▸ Consigne A:
Recopiez mot pour mot le passage de l'article sur Like a Dragon: Ishin!, à partir de « Ses caractéristiques les » jusqu'à « un remake percutant. » compris.

▸ Extrait du texte:
┄┄┄┄┄┄

Première étape du retour en force opéré par la franchise Yakuza, Like a Dragon : Ishin! nous emmène dans une période mouvementée de l’histoire japonaise, à l’époque des grands bouleversements et de l’ouverture sur le monde extérieur. Un épisode inédit en Occident, complètement retravaillé pour l’occasion.
L’actualité de la série de jeux Yakuza est bouillante depuis quelques mois. Alors que tous les yeux sont rivés sur un huitième épisode qui a mis le net en ébullition rien qu’avec sa promesse de sortie en 2024, bien d’autres projets gravitent autour de la licence. Officiellement renommée Like a Dragon partout dans le monde, la franchise Yakuza a su trouver sa place, quelque part à la croisée d’un Shenmue et d’un GTA (Grand Theft Auto).
Ses caractéristiques les plus représentatives sont, d’une part, sa recréation de quartiers japonais qu’il nous est donné d’arpenter en toute liberté et, d’autre part, ses emprunts au folklore relatif à la mafia japonaise, fortement influencés par les films de genre comme Combat sans code d’honneur de Kinji Fukasaku, et bien d’autres.
Depuis ses débuts en 2005, la série des jeux Yakuza a aussi su peaufiner sa formule, enchaînant les épisodes ancrés dans le quartier de Kamurochô (inspiré du quartier chaud bien réel de Kabukichô) et dans d’autres environnements spécialement recréés pour l’occasion. Mais ce que les fans occidentaux savent moins, c’est que la franchise s’est aussi aventurée par deux fois au cœur du Japon féodal dans des épisodes inédits, dont le fameux Like a Dragon: Ishin! qui nous arrive aujourd’hui grâce à un remake percutant.
Le chaînon manquant de la saga Yakuza
Avec Like a Dragon: Ishin! (mais aussi Ryu Ga Gotoku Kenzan! qui lui a ouvert la voie), on sort enfin du canon de la série pour explorer des facettes nettement plus méconnues de la franchise. Il faut rappeler qu’au moment de leurs lancements respectifs (en 2008 sur PS3 pour Kenzan et en 2014 sur PS3/PS4 pour Ishin), les deux titres n’avaient été distribués ni en Europe ni aux États-Unis.
Cela en faisait déjà une perle rare, connue jusqu’à présent des seuls adeptes de l’import. Une injustice d’autant plus regrettable que Kenzan et Ishin sont encore aujourd’hui les seules incursions de Yakuza dans le registre du jidaigeki (drame historique japonais) qui attire tant le public occidental.
L’arrivée du remake de Like a Dragon: Ishin! ce mois-ci sur de nombreux supports (PS5, PS4, Xbox Series, Xbox One, PC) est donc un double événement. Elle va permettre aux joueurs occidentaux de découvrir pour la première fois le chaînon manquant de la franchise, mais surtout d’en profiter dans une version digne d’être qualifiée de remake.

┄┄┄┄┄┄

▸ Consigne B:
Réécrivez en liste numérotée les lignes des enregistrements, du début jusqu'à la ligne qui contient « Target: tree » incluse, sans les lignes vides. Laissez les images de côté dans votre réponse.

▸ Données fournies:
┄┄┄┄┄┄

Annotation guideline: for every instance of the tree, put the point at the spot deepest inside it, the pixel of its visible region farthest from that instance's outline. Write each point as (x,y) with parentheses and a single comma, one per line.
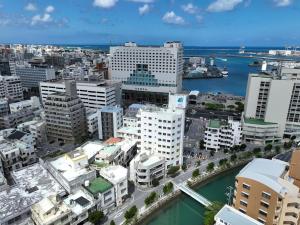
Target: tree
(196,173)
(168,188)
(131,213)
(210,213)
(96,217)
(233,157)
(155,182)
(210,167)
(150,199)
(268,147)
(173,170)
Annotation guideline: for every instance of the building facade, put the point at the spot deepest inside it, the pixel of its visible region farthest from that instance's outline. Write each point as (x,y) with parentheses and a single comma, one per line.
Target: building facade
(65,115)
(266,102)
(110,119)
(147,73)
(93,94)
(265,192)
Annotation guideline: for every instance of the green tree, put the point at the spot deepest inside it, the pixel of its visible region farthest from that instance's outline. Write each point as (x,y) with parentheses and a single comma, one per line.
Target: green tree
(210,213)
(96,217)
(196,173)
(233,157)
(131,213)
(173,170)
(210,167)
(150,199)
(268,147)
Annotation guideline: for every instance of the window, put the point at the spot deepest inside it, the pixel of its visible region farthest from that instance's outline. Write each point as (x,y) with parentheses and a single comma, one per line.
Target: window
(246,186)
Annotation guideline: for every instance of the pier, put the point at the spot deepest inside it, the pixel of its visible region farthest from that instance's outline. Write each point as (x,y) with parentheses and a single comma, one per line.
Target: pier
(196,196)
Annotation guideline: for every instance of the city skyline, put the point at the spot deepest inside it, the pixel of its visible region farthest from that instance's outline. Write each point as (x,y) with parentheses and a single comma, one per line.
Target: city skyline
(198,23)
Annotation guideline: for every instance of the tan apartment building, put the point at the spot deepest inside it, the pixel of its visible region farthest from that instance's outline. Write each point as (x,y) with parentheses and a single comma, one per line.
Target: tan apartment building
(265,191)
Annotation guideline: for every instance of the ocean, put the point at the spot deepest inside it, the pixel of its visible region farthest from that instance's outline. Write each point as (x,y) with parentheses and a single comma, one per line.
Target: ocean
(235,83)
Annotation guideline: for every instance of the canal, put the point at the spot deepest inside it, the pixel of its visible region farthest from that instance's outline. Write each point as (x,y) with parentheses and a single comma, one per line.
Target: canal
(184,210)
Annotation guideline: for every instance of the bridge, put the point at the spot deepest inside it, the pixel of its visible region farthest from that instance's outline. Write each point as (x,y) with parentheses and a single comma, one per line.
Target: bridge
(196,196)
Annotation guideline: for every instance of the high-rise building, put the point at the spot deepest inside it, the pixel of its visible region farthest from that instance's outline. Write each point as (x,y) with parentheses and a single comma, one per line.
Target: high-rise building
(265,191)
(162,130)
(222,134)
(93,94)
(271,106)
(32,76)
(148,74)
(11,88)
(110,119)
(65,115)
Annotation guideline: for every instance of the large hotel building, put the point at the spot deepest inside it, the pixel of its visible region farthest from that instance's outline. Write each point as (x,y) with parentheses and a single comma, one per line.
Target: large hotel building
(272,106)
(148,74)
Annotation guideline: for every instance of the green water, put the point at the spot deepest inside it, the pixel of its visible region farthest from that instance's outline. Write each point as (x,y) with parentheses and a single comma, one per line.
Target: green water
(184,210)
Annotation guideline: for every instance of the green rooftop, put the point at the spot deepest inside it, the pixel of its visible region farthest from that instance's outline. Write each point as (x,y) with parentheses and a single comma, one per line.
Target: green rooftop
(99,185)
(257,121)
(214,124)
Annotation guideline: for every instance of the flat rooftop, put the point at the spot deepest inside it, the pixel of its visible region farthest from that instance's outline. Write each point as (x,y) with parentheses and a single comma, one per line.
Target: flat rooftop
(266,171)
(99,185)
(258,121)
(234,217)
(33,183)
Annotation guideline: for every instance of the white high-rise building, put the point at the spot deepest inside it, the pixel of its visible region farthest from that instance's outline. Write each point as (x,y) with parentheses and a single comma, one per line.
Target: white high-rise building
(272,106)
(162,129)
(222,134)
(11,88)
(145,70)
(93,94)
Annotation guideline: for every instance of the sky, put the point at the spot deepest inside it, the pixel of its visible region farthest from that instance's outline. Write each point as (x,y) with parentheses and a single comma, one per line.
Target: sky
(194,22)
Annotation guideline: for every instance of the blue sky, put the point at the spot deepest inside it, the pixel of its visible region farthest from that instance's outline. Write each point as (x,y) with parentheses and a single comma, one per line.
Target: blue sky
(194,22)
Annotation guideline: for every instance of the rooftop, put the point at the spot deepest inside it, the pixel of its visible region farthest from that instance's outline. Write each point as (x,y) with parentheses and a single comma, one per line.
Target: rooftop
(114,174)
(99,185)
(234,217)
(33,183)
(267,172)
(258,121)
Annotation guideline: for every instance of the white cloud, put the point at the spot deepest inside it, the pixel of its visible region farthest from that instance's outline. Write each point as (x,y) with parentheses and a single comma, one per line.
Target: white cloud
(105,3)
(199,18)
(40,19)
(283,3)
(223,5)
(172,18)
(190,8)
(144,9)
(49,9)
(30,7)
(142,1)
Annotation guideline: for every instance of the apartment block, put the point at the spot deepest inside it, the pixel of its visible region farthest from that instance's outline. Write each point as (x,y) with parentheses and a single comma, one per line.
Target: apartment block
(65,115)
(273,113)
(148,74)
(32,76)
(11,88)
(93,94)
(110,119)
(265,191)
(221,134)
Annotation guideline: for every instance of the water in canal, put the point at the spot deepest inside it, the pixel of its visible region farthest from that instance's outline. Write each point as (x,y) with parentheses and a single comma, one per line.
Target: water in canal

┄┄┄┄┄┄

▸ Bonne réponse A:
Ses caractéristiques les plus représentatives sont, d’une part, sa recréation de quartiers japonais qu’il nous est donné d’arpenter en toute liberté et, d’autre part, ses emprunts au folklore relatif à la mafia japonaise, fortement influencés par les films de genre comme Combat sans code d’honneur de Kinji Fukasaku, et bien d’autres.
Depuis ses débuts en 2005, la série des jeux Yakuza a aussi su peaufiner sa formule, enchaînant les épisodes ancrés dans le quartier de Kamurochô (inspiré du quartier chaud bien réel de Kabukichô) et dans d’autres environnements spécialement recréés pour l’occasion. Mais ce que les fans occidentaux savent moins, c’est que la franchise s’est aussi aventurée par deux fois au cœur du Japon féodal dans des épisodes inédits, dont le fameux Like a Dragon: Ishin! qui nous arrive aujourd’hui grâce à un remake percutant.

▸ Bonne réponse B:
1. Annotation guideline: for every instance of the tree, put the point at the spot deepest inside it, the pixel of its visible region farthest from that instance's outline. Write each point as (x,y) with parentheses and a single comma, one per line.
2. Target: tree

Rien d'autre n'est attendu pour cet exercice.